** Opening Provided records block **

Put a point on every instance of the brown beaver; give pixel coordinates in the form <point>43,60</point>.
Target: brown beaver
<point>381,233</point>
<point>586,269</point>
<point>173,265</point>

** Closing Provided records block **

After reading the lines above, reproduce them all exactly.

Put a point on every instance of the brown beaver; give pixel coordinates in the form <point>43,60</point>.
Target: brown beaver
<point>381,233</point>
<point>586,269</point>
<point>173,265</point>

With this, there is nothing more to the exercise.